◆ DATASET RECORDS:

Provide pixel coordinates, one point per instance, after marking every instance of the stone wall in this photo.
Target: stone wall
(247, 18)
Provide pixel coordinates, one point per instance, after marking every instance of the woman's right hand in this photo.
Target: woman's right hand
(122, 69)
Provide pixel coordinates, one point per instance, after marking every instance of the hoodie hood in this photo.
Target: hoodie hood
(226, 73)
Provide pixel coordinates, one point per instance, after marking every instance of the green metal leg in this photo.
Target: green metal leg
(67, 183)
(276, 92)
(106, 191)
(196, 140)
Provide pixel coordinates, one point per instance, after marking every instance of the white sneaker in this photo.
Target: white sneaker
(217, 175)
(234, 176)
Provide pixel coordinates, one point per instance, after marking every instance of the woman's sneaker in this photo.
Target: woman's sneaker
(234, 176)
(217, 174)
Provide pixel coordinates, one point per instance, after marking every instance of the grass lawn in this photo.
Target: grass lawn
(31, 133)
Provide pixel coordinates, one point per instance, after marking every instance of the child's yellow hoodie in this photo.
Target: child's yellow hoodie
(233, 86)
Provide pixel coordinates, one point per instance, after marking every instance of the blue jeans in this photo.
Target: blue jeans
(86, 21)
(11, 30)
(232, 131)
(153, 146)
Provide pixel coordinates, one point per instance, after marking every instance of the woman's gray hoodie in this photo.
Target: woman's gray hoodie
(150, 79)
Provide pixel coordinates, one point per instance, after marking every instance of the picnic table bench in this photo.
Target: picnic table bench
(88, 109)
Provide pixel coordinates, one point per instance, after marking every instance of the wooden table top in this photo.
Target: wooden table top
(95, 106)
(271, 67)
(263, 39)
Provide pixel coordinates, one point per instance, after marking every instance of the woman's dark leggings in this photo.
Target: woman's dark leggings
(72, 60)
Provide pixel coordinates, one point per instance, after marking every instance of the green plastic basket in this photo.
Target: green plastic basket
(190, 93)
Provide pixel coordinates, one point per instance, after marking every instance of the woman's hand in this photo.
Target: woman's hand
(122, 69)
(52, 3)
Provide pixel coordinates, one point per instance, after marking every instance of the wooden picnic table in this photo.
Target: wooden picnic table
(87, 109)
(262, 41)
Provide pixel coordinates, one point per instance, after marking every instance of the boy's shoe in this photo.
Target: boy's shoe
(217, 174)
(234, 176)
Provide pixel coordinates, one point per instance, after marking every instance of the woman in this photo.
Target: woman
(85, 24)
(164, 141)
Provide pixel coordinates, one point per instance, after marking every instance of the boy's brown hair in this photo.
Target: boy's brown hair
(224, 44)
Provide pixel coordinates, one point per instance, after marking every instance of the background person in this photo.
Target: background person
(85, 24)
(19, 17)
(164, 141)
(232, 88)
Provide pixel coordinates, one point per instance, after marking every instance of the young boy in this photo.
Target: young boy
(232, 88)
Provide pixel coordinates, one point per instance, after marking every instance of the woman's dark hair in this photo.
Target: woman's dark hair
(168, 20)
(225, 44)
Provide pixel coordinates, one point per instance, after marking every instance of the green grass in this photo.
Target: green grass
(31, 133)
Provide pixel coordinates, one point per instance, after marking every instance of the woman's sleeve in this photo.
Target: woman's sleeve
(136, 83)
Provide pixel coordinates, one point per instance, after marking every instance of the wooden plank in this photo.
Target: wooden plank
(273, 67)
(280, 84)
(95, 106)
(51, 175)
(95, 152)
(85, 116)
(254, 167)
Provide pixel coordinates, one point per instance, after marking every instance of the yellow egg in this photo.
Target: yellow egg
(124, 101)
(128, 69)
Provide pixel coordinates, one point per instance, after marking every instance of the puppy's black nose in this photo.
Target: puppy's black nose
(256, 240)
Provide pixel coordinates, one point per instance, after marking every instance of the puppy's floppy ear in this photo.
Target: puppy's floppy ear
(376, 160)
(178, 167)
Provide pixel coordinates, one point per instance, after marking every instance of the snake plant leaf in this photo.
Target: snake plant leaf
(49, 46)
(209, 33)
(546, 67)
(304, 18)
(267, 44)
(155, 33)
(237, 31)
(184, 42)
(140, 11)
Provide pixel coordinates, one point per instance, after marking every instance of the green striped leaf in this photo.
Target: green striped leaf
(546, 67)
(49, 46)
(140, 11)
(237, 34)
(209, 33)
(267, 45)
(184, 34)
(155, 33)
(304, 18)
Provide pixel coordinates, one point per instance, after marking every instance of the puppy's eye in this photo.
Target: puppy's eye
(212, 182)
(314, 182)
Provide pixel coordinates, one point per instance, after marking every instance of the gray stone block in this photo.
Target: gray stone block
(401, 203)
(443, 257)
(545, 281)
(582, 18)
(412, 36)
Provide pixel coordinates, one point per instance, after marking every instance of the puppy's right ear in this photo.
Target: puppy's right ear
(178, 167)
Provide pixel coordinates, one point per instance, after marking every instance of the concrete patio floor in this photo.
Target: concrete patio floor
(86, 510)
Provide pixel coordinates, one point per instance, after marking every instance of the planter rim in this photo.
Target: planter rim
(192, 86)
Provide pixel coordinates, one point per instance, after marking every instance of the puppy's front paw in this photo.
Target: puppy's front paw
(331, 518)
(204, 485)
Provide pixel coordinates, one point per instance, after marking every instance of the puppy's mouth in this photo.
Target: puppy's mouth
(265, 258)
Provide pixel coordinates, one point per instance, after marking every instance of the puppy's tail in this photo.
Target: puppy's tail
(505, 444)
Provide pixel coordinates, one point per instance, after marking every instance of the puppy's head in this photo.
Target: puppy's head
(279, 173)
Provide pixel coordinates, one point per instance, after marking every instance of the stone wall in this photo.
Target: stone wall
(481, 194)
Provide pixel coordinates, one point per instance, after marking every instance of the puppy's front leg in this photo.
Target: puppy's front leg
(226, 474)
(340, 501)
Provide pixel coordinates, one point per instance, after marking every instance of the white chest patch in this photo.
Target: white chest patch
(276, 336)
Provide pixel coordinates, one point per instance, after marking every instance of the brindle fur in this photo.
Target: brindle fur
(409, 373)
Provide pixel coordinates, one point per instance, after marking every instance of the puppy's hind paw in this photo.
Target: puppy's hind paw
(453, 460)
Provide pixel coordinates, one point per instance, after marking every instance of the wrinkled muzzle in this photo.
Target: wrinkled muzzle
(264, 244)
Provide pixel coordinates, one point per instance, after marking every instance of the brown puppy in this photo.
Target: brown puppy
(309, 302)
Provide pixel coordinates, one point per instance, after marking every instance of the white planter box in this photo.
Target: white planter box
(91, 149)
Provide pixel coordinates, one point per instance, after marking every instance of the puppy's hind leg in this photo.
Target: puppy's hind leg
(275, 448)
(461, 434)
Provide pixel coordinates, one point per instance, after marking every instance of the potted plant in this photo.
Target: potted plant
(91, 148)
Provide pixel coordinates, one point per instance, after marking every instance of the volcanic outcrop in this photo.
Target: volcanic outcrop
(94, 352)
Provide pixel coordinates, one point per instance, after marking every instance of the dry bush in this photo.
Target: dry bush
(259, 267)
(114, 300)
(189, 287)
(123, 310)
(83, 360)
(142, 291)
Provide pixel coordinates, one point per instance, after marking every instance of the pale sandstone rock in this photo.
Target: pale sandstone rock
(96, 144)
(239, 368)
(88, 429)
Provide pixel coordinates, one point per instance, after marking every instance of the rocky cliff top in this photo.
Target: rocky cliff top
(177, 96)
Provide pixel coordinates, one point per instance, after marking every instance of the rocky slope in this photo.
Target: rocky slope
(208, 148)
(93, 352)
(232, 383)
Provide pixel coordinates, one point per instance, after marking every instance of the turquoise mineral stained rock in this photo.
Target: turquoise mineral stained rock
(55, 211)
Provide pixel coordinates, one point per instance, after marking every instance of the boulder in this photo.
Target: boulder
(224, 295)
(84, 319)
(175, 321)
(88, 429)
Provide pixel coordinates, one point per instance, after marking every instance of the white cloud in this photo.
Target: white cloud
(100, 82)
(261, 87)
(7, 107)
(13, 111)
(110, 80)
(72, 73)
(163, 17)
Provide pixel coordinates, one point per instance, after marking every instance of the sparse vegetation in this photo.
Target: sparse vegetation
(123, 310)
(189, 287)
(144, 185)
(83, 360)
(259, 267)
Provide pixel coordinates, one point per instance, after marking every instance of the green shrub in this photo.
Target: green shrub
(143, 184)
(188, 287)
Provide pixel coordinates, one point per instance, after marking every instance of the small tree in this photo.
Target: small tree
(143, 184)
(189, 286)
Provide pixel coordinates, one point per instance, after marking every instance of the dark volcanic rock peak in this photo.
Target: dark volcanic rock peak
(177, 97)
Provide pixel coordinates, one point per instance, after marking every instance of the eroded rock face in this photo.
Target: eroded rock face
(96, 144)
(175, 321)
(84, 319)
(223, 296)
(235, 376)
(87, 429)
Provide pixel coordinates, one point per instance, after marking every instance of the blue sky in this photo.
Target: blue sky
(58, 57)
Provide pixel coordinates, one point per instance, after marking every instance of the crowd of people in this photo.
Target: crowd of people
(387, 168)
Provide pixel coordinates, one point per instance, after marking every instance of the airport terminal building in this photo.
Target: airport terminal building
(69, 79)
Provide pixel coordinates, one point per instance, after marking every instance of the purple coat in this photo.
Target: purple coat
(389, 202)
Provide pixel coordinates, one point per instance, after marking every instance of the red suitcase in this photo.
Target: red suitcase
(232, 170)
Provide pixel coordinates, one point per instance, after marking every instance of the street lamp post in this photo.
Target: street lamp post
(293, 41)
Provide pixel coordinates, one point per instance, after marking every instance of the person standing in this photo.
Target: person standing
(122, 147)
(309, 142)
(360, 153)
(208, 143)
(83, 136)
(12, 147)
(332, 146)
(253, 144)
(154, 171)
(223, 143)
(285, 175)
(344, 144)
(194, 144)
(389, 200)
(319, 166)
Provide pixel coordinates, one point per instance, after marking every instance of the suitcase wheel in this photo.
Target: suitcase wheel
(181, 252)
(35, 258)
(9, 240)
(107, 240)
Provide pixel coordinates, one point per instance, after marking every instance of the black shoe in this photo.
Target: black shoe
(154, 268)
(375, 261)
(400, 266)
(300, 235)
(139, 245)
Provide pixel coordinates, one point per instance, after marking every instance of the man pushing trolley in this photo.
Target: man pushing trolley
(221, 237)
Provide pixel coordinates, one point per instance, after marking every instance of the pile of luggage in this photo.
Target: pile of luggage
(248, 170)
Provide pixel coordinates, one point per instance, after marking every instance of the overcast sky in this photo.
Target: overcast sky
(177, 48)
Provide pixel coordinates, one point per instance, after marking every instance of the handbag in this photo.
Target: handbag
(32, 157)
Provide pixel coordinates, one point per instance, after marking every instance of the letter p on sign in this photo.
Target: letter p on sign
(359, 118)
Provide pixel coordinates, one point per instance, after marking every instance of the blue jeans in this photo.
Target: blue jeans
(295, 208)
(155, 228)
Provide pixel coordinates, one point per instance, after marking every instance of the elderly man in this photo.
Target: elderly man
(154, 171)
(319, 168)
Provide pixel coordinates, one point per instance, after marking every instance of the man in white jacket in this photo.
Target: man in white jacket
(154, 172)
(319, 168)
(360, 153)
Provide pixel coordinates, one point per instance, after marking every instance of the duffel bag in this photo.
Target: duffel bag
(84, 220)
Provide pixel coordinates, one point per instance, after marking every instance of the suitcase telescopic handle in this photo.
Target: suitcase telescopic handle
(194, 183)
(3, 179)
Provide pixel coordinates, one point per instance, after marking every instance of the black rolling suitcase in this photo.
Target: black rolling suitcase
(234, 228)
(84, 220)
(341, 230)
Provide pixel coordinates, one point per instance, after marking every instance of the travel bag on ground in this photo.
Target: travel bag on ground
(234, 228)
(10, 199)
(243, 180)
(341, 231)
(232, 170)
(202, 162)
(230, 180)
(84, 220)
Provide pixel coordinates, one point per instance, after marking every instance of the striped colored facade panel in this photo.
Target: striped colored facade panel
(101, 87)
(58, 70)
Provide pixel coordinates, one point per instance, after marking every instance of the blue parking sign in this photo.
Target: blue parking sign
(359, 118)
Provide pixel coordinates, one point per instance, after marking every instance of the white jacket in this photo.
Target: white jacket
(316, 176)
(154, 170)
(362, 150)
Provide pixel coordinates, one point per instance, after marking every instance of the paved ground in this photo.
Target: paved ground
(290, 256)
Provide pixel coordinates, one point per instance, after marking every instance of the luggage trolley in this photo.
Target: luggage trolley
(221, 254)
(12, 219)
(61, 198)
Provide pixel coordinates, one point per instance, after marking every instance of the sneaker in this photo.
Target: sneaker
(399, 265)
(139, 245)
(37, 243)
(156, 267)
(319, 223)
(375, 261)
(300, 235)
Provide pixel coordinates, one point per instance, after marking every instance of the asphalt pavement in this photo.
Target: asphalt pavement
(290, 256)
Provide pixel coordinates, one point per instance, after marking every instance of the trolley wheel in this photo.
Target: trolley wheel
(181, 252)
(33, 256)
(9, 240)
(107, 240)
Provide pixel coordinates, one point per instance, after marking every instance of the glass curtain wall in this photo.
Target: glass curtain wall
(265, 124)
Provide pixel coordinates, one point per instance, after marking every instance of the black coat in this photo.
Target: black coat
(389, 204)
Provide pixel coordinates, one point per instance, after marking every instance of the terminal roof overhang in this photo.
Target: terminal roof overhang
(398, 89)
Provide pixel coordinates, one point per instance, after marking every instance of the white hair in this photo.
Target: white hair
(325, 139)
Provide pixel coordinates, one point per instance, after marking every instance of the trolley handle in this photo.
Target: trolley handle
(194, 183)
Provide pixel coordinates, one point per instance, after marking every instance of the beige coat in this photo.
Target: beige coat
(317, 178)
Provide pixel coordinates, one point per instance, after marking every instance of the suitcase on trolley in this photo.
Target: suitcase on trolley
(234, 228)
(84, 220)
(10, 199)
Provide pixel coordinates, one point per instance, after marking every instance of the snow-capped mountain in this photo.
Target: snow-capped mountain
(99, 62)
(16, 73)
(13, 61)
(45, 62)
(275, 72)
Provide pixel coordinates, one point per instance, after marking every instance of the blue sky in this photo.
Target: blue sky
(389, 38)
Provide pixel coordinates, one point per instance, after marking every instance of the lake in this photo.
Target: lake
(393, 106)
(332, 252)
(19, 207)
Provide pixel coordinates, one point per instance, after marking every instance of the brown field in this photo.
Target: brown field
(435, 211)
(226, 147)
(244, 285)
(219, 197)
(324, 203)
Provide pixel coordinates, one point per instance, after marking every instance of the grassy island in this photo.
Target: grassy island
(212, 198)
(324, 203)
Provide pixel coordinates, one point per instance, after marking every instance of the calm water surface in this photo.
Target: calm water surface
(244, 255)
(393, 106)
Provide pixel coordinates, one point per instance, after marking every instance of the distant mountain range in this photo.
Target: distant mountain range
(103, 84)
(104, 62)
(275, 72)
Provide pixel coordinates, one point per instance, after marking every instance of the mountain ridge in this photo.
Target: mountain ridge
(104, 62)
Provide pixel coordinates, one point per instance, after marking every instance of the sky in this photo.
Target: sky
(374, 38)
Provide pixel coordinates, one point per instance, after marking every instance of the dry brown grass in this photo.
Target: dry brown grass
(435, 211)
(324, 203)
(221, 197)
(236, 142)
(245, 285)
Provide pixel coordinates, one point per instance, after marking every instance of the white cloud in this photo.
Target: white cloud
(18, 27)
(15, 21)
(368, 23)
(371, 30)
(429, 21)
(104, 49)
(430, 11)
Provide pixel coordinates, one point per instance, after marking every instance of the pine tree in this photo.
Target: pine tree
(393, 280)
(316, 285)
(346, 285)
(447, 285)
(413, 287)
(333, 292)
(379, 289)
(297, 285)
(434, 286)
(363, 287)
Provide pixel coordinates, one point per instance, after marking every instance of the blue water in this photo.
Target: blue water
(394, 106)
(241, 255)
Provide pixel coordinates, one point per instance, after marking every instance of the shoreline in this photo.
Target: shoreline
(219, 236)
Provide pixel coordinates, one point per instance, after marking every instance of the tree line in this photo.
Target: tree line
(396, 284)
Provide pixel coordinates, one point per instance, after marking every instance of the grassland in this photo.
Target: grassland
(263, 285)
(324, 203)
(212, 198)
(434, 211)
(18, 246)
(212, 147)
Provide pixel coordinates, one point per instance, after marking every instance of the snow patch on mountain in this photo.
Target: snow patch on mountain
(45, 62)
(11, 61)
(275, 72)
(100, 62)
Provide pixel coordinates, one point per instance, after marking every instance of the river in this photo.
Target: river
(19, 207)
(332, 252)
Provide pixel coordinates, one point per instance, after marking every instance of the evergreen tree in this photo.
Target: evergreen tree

◆ INSTRUCTIONS FOR THE TASK: In the records above, some lines hold the word "evergreen"; copy each such line.

◆ EXPECTED OUTPUT:
Provide pixel coordinates, one point per instance, after marking every instance of the evergreen tree in this photo.
Target: evergreen tree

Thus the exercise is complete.